## The task
Please give back only the lines below from the one containing "Practice. Spot the tissue" to the one containing "Practice. Spot the vanity", each repeated word for word, both ends included.

(Dataset entries)
- Opening Delimiter -
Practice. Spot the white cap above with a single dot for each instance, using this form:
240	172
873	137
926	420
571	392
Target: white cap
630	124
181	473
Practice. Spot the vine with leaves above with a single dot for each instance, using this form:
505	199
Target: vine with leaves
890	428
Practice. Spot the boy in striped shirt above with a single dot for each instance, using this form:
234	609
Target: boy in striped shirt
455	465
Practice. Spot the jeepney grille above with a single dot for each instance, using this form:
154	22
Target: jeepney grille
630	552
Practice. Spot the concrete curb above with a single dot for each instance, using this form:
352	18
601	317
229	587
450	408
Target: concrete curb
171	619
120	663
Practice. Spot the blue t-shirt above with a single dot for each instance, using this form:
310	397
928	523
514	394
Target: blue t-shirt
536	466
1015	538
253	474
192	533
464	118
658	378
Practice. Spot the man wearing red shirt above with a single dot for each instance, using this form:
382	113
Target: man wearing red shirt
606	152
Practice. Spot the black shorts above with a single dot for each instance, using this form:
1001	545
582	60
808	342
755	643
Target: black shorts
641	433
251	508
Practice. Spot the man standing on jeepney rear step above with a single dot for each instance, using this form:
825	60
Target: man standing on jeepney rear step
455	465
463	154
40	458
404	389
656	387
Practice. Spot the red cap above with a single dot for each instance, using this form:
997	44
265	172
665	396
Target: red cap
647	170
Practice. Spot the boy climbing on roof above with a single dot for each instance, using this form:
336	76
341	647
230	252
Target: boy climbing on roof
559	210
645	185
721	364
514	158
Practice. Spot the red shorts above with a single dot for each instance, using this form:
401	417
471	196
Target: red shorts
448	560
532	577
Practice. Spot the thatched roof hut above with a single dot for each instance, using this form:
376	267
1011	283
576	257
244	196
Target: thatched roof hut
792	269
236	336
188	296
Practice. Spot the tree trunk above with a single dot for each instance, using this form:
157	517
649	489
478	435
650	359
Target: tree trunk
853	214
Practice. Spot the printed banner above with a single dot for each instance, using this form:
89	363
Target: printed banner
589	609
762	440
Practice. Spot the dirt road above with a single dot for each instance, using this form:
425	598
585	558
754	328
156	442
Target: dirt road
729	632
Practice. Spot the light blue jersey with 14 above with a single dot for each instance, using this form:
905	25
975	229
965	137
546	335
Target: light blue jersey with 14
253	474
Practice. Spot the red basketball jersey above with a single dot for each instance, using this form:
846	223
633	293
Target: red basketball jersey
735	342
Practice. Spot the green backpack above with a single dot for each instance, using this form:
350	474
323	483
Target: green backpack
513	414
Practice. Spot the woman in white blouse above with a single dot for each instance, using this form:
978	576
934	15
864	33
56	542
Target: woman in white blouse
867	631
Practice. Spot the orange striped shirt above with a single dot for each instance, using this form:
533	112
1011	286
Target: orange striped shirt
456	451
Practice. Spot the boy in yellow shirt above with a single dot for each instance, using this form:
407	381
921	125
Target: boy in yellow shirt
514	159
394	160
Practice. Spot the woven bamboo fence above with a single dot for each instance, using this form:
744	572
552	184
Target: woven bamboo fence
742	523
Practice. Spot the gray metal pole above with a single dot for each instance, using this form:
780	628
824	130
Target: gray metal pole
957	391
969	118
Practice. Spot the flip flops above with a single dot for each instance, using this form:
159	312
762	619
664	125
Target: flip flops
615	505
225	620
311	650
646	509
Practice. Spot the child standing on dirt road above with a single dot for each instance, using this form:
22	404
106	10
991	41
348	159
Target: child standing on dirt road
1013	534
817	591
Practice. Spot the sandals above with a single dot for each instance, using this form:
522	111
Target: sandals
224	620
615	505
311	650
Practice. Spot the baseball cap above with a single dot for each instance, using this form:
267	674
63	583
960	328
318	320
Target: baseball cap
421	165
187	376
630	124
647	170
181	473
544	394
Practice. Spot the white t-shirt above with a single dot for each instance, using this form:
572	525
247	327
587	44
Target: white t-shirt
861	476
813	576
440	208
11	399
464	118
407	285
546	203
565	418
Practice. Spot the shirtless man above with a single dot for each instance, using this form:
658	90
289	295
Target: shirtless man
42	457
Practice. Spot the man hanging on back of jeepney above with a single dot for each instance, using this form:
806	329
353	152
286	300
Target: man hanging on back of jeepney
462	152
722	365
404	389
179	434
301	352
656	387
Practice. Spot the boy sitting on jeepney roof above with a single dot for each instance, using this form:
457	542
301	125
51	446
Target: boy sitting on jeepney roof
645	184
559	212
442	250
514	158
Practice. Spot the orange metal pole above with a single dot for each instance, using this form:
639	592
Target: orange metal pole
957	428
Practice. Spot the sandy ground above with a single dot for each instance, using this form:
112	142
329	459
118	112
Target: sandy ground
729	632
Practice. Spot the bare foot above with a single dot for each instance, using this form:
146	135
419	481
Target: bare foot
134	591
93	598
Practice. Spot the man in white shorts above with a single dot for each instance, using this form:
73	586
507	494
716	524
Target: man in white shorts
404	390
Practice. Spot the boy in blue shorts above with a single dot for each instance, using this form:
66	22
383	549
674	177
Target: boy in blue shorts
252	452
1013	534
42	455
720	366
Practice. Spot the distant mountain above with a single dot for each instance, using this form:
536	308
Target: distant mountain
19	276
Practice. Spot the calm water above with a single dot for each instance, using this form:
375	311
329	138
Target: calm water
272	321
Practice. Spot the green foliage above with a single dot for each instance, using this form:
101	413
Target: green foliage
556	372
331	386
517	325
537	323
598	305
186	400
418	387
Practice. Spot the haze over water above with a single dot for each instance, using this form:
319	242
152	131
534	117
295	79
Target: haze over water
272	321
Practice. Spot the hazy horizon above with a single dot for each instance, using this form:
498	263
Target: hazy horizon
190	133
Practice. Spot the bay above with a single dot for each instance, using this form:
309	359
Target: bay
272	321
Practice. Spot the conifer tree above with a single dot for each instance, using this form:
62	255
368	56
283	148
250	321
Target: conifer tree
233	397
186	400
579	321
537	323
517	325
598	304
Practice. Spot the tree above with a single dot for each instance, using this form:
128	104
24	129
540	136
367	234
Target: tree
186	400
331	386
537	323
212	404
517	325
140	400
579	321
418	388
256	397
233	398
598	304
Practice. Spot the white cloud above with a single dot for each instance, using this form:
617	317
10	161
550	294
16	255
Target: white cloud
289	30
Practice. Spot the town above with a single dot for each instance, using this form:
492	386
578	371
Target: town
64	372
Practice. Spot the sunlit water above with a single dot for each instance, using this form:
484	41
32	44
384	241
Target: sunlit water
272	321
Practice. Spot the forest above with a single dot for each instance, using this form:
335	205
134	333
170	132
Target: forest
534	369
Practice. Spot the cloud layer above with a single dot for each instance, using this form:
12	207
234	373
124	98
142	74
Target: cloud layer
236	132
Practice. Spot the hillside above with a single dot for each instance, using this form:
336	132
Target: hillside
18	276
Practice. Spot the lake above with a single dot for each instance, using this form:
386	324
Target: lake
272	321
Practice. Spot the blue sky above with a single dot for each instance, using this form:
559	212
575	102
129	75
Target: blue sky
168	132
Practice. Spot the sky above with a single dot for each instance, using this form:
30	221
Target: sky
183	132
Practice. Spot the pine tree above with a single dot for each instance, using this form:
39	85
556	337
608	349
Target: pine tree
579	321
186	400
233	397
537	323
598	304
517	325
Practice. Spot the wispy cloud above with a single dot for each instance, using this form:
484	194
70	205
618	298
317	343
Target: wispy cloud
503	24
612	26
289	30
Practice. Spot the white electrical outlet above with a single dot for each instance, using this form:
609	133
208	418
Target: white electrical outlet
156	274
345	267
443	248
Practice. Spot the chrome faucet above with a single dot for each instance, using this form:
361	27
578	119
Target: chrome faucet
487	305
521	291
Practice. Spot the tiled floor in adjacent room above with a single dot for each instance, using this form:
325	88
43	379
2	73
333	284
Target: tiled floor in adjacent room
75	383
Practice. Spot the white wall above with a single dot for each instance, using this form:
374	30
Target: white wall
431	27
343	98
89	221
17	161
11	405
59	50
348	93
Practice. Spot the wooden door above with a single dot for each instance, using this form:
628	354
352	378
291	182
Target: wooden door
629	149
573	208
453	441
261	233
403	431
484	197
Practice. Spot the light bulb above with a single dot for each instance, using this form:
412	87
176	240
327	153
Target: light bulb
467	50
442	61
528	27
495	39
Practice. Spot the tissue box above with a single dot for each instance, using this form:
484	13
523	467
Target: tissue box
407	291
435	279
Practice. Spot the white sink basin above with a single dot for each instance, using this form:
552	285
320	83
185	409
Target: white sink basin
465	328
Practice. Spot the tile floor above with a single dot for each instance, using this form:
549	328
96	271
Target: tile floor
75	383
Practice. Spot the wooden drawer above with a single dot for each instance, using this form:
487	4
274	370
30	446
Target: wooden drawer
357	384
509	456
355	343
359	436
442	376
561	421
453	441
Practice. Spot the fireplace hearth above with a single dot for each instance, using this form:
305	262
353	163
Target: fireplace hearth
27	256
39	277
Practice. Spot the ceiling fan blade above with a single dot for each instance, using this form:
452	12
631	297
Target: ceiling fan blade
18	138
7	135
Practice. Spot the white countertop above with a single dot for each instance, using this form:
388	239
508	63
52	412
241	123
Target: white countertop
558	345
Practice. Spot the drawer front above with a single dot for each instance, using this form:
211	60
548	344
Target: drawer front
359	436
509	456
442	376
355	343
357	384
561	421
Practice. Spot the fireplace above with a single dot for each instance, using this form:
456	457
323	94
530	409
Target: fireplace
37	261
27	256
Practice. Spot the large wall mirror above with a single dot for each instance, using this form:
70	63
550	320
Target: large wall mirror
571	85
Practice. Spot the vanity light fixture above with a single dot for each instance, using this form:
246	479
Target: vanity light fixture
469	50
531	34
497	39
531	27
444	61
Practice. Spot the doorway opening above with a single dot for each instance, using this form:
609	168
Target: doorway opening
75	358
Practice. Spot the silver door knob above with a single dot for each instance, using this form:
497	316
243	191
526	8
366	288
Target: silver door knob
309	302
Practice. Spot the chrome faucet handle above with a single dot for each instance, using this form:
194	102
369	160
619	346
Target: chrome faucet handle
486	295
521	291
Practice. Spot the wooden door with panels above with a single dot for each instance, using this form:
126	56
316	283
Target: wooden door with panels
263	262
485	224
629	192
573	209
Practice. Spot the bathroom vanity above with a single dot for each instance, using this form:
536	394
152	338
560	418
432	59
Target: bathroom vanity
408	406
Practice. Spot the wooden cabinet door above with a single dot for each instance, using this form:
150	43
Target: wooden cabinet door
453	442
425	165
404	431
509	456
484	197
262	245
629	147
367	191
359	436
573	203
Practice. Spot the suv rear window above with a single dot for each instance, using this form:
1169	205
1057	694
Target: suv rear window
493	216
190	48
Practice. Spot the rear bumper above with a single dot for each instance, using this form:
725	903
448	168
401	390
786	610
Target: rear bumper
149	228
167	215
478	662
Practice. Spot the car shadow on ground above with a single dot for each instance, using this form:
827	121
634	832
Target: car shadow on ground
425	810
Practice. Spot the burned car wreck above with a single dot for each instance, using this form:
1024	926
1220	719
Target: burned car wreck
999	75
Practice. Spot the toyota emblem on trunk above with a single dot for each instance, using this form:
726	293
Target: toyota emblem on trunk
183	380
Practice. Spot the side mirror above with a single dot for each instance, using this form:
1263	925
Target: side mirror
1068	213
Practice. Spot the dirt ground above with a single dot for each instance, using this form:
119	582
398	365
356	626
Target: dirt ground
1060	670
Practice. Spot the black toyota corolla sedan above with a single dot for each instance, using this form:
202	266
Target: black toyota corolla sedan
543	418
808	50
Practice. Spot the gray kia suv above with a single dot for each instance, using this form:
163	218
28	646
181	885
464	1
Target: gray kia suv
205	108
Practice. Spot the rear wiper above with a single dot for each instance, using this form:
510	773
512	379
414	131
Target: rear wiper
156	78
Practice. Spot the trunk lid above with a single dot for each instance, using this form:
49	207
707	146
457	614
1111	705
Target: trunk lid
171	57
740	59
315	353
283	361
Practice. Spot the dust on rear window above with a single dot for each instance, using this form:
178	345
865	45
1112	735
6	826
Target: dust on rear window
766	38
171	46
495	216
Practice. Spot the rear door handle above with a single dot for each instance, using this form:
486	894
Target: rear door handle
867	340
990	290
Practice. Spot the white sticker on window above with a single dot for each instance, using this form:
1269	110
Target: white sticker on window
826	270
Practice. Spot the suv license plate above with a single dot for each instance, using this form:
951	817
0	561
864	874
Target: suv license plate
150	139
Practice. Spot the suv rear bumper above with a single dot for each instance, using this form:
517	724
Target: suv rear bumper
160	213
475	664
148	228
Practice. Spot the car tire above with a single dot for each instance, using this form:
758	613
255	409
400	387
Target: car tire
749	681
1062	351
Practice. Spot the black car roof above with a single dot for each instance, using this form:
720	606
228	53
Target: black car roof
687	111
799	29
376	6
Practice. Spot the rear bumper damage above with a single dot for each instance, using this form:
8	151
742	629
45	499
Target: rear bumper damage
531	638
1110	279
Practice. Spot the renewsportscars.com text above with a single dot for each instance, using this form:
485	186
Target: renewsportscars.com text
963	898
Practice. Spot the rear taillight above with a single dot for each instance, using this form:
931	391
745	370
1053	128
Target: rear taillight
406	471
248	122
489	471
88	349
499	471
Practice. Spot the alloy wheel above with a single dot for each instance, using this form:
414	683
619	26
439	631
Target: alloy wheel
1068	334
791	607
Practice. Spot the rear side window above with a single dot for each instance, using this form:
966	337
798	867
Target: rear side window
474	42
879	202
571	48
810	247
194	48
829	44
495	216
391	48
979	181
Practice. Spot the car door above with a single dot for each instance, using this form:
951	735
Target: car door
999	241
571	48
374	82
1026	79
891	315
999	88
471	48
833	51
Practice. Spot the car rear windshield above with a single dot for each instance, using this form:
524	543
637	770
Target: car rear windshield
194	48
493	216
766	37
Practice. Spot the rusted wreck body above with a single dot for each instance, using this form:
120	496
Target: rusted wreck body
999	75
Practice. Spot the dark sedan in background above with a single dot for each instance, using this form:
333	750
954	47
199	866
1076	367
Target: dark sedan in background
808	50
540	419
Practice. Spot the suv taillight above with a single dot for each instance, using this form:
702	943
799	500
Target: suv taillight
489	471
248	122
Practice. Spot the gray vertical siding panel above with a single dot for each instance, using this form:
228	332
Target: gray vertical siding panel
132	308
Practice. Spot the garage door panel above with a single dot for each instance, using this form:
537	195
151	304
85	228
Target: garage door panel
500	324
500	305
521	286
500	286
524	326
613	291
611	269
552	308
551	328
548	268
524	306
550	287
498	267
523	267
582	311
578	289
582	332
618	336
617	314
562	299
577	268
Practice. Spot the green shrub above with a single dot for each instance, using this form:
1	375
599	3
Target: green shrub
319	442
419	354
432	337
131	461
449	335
- Closing Delimiter -
## Final answer
Practice. Spot the tissue box above with a single dot for each instance, using this form:
484	13
523	467
Target: tissue box
407	291
435	279
Practice. Spot the white sink basin above with a single dot for each instance, using this form:
552	285
320	83
185	409
Target: white sink basin
465	328
Practice. Spot the tile floor above with a single dot for each instance, using this form:
549	328
96	271
Target: tile floor
75	383
Practice. Spot the wooden drawer above with a single dot for each instance, using this form:
487	4
274	370
30	446
Target: wooden drawer
357	384
509	456
355	343
359	436
442	376
561	421
453	441
Practice. Spot the fireplace hearth above with a single dot for each instance, using this form:
305	262
353	163
Target: fireplace hearth
27	256
39	277
Practice. Spot the ceiling fan blade above with a single dot for each instance, using this form:
452	12
631	297
Target: ceiling fan blade
18	138
7	135
Practice. Spot the white countertop above with a single dot for each instance, using this form:
388	239
508	63
52	412
241	123
Target: white countertop
558	345
Practice. Spot the drawer front above with a single dot for each instance, using this form:
211	60
548	344
Target: drawer front
359	436
509	456
442	376
355	343
357	384
561	421
Practice. Spot the fireplace above with a single dot for each instance, using this form:
456	457
323	94
530	409
Target: fireplace
37	261
27	256
Practice. Spot the large wall mirror above with a single dot for each instance, using this form:
70	63
550	320
Target: large wall mirror
571	85
Practice. Spot the vanity light fixture above with a single dot for each instance, using this form:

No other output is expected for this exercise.